# TASK OBJECTIVE:
Would you return the entries below exactly from the line containing "box: [0, 0, 2212, 1128]" onward, ending with the final line and including it, and nothing else?

# EXERCISE INPUT:

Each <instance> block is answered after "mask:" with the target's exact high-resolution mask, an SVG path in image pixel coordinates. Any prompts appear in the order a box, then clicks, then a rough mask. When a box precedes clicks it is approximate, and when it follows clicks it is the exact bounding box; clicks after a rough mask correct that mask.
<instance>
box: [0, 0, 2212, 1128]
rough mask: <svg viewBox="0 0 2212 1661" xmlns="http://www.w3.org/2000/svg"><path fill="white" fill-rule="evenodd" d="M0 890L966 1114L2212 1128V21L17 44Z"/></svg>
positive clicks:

# ANSWER TO THE EXERCISE:
box: [0, 0, 2212, 1128]
rough mask: <svg viewBox="0 0 2212 1661" xmlns="http://www.w3.org/2000/svg"><path fill="white" fill-rule="evenodd" d="M0 890L966 1114L2212 1128V21L17 44Z"/></svg>
positive clicks:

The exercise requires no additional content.